--- PASSAGE PROVIDED ---

Background information
- Origin: Tarbes, France
- Genres: Pop; rock;
- Years active: 2004–present
- Label: Sony Music
- Members: Florent Dasque Jean-Noël Dasque Jean-Baptiste Labe Laurent Garnier Jérémie Plante Eyal Manu Aurousset Chacha Angela
- Past members: Pierre-Emmanuel Aurousset Sylvain Duthu Ernst Carree Mélissa Doya
- Website: bda-boulevarddesairs.com

= Boulevard des Airs =

French pop/rock group

Boulevard des Airs (Note: (/fr/), generally abbreviared as BdA or BDA) are a French pop/rock group formed in 2004. So far they have published six albums: Paris-Buenos Aires (2011), Les Appareuses trompences (2013), Bruxelles (2015), Je me dis que toi aussi (2018), Loin Des Yeux (2021), and Je rentre à la maison (2025).

==History==
===Early years (2004–2012)===
Boulevard des Airs was formed in 2004 at the Marie-Curie high school in Tarbes in the Hautes-Pyrénées department on the initiative of two friends, Florent Dasque and Sylvain Duthu. The group signed with Sony Music in June 2011. On July 17, 2011, they released the single "Cielo Ciego". Their first album, Paris-Buenos Aires, was released on October 17, 2011, and was certified gold. They embarked on a tour of approximately one hundred dates in France, Spain, Switzerland, Belgium, and Canada. In 2013, they also opened for the group Tryo on their arena tour and at Paris-Bercy.

===Boulevard des Airs early albums (2013–2017)===
On January 8, 2013, the group was nominated in the "Newcomer of the Year" category at the Victoires de la Musique awards. On May 13, 2013, their second album, Les Appareuses Trompences, was released. They promoted their new album with a nearly two-year tour in France and other European countries. The group's third album, Bruxelles, was released on June 1, 2015. Upon its release, it reached the top 10 best-selling albums in France. The album was certified gold and then platinum a few months later. The group was invited to the summit of the Pic du Midi de Bigorre in the Pyrenees to give an exceptional concert, becoming the first group to play at this location. The group then embarked on an international tour, the Brussels Tour, in Europe and South America. This also gave the group the opportunity to experience its first tour of the Zénith venues in France. On February 16 , 2017, Sylvain Duthu and Florent Dasque were the sponsors of the final of the 7th Georges Moustaki Prize, in Paris, won by Léopoldine HH, whom they subsequently took as the opening act for their concert at the Halle Tony Garnier in Lyon.

--- DATASET ENTRIES ---

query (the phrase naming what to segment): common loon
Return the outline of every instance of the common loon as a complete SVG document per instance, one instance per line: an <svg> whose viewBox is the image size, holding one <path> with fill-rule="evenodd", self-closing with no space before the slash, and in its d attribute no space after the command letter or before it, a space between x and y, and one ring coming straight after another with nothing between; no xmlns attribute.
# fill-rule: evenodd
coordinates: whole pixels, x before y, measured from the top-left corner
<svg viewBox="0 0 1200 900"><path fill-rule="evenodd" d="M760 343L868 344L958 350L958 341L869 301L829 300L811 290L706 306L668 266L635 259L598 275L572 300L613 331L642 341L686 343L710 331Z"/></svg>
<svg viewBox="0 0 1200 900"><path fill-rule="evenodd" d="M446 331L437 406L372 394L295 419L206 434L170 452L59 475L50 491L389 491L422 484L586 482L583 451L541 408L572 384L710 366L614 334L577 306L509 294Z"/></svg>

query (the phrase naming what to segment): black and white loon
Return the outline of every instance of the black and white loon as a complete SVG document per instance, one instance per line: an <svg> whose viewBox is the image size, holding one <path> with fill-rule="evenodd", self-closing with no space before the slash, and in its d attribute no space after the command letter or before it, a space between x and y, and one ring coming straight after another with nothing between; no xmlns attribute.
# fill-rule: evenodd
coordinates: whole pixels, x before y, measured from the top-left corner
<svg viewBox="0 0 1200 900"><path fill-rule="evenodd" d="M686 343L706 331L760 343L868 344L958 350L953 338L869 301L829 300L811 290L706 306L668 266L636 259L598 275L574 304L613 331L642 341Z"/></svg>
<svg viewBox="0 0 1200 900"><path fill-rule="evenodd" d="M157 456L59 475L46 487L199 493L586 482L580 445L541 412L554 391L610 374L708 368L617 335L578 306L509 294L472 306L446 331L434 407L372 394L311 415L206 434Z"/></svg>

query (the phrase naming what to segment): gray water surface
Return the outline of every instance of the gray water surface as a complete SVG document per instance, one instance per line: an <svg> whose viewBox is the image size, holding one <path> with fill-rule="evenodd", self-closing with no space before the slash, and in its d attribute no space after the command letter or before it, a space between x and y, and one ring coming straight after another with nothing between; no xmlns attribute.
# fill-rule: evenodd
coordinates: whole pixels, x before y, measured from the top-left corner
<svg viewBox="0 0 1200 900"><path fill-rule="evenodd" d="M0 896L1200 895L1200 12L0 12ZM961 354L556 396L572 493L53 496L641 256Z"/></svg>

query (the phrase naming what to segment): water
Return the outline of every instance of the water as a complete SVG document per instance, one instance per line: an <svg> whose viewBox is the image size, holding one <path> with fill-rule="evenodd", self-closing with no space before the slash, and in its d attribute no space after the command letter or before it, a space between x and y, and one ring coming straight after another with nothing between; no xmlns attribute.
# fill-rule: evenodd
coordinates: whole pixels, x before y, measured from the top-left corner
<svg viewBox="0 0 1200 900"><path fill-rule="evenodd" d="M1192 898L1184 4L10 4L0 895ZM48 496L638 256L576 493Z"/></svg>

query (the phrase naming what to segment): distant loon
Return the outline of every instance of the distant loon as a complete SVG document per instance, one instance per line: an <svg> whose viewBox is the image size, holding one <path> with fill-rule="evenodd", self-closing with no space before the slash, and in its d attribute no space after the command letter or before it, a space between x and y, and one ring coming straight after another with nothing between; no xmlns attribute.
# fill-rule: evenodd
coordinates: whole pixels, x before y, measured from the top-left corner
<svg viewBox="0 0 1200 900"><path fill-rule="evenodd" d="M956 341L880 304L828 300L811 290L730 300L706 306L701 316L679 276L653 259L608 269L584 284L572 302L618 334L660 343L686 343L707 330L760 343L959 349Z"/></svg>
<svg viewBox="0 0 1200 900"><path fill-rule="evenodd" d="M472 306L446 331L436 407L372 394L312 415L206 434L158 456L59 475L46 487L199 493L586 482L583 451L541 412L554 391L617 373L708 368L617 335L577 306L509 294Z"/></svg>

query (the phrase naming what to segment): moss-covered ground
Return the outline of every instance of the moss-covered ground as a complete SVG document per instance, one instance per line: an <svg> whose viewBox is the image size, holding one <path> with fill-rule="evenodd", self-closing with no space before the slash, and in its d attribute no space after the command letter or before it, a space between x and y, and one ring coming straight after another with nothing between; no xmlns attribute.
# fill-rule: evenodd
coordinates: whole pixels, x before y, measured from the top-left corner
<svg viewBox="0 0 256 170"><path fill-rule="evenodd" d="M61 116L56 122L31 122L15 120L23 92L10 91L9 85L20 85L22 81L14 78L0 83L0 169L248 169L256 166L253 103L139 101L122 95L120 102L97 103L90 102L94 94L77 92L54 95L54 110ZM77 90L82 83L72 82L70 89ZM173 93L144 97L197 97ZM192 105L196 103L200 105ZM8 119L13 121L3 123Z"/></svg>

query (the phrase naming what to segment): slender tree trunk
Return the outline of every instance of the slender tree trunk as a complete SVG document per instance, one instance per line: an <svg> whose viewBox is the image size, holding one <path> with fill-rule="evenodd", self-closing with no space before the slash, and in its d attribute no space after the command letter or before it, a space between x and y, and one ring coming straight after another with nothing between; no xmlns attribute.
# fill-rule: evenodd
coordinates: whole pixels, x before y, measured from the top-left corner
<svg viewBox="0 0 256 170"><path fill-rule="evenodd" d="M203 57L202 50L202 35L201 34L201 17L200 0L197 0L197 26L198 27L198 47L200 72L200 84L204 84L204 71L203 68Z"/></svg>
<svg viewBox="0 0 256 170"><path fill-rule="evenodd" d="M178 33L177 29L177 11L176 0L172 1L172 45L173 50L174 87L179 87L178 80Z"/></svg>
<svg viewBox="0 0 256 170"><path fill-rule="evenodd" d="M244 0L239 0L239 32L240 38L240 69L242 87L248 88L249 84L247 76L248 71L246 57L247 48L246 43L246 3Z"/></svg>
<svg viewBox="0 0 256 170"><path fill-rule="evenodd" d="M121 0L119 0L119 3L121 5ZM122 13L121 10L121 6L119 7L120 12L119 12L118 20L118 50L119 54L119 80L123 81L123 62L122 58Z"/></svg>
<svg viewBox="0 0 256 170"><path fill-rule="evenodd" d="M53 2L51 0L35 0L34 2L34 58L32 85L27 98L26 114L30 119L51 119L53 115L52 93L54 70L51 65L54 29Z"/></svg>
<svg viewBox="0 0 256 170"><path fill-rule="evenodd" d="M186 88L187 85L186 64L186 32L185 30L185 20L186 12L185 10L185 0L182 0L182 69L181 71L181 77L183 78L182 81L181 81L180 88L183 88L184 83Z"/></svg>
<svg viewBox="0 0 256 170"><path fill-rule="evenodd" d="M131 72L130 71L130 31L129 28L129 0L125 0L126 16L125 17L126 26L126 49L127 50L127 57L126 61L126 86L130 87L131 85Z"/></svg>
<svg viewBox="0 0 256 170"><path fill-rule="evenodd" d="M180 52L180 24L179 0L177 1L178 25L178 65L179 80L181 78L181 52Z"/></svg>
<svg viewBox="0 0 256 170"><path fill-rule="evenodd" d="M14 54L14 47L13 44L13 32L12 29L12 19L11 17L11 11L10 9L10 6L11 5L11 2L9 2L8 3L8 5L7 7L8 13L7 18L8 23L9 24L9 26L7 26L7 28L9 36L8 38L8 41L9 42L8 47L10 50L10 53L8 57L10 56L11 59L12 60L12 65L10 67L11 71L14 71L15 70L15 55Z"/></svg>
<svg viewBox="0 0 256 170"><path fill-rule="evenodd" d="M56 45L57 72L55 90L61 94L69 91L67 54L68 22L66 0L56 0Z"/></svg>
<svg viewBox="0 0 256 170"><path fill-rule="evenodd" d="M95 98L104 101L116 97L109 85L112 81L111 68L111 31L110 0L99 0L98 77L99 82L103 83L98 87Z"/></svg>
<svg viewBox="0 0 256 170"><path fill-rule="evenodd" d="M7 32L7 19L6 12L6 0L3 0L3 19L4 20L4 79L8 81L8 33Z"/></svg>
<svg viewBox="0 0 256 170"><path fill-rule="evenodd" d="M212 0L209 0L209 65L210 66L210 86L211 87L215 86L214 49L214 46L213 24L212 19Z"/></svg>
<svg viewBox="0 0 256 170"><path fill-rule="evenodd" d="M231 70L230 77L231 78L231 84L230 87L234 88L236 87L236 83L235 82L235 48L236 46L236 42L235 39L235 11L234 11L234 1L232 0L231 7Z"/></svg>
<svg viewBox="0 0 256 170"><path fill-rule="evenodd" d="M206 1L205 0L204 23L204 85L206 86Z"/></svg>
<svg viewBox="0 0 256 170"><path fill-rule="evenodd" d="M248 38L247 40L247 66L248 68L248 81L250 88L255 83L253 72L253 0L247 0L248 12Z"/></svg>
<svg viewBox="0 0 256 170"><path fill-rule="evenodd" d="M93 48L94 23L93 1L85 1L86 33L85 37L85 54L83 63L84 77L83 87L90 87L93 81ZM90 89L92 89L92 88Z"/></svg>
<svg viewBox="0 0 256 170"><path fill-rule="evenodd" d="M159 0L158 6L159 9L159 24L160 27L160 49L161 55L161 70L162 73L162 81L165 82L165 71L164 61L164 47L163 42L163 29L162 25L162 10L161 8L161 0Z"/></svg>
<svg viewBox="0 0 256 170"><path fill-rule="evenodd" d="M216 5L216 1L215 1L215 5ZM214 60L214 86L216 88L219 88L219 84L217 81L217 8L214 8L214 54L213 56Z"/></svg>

---

**EXERCISE DESCRIPTION**
Can you lift the passage from the text on Boulevard des Airs, starting with "Boulevard des Airs (Note: (/fr/), generally" and going on through "la maison (2025).", copying it word for word?

**RESULT**
Boulevard des Airs (Note: (/fr/), generally abbreviared as BdA or BDA) are a French pop/rock group formed in 2004. So far they have published six albums: Paris-Buenos Aires (2011), Les Appareuses trompences (2013), Bruxelles (2015), Je me dis que toi aussi (2018), Loin Des Yeux (2021), and Je rentre à la maison (2025).